À FAIRE:
a - Dressez la liste de tout ce qui, selon le billet sur le festival reproduit ci-dessous, fait aimer ce festival.
b - D'après le billet sur le festival présenté ci-dessous, quel film de la compétition les trois membres du jury commentaient-ils au petit déjeuner ?
c - Poursuivez le billet sur le festival, reproduit ci-dessous, à partir de sa dernière phrase.

EXTRAIT DE PAGE:
COUP DE GUEULE/DÉCEPTION
Comme chaque année, je me trouve dans le même super hôtel que les membres du jury et les équipes de films. Cela donne parfois lieu à des discussions bien agréables et intéressantes lors du petit déjeuner. D'autres fois, "on" ne se mélange pas et ce n'est nullement gênant.
La salle du ptidéj n'est pas bien grande et il est difficile de ne pas entendre ce qui s'y dit. Hier j'ai été le témoin auditif d'un monologue très déplaisant. Après avoir vu le premier film de la compétition Mickey and the bear, trois membres du jury en parlaient. Surtout un qui a d'ailleurs tendance à couper la parole à ses interlocuteurs et à monopoliser et dominer la conversation de son savoir.
Le fait qu'on aime pas le film, qu'on ait pas les mêmes goûts que moi n'est pas le problème et d'ailleurs je suis rarement d'accord avec le Palmarès de ce Festival. Ce qui ne m'empêche pas de venir chaque année depuis quinze ans. J'aime ce Festival pour son organisation, son ambiance, sa sélection de films.

EXTRAIT DE DONNÉES:

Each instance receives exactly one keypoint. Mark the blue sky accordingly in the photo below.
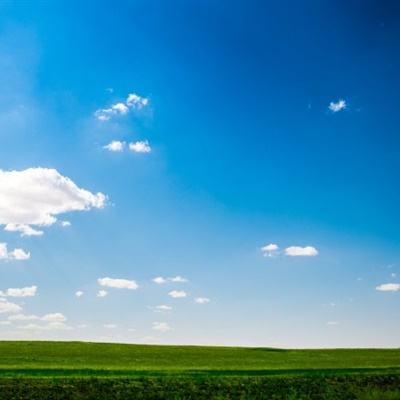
(251, 125)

TÂCHES RÉSOLUES:
a -
- Son organisation
- Son ambiance
- Sa sélection de films

b - Ils commentaient *Mickey and the bear*, le premier film de la compétition.

c -
Ici il était question de l'actrice Camila Morrone que j'ai trouvée remarquable dans le film.
Voici son apparence dans le film où elle vit aux pieds des montagnes du Montana dans un mobil home dans des conditions de pauvreté insoutenables :
la voici dans la vraie vie ou sur tapis rouge :
Il se trouve que la demoiselle (22 ans) est une mannequin argentin et en outre la nouvelle compagne de Leonardo Dicaprio.
La personne au ptidéj a admis avoir d'abord aimé le film puis revu son jugement à cause... du physique de Camila Morrone. Il se disait tout content de rencontrer éventuellement cette fille qui vit dans des conditions difficiles (son personnage dans le film). Quand il a vu qu'il s'agissait d'une personne dont, je cite "le Prix de 1 500 €uros attribué au film qui aura le Prix du Jury doit correspondre au prix de la baguette bio qu'elle mange le matin", il s'est dit déçu et que le film perdait beaucoup de sa valeur. Par ailleurs, toujours d'après lui, l'actrice est refaite de la tête aux pieds, "pas étonnant, je cite encore, qu'elle ait cette bouche", ce qui pour lui rend sa performance beaucoup moins intéressante.
J'ai eu envie d'intervenir gentiment en disant que cela prouve au contraire qu'elle est une superbe actrice puisqu'elle est capable et volontaire pour interpréter une ado pas maquillée et mal fagotée plutôt que de s'orienter vers des rôles de princesses qui scintillent. Mais je ne l'ai pas fait. Je dois dire que les autres interlocuteurs le laissaient poliment déverser ses âneries sur le physique de l'actrice.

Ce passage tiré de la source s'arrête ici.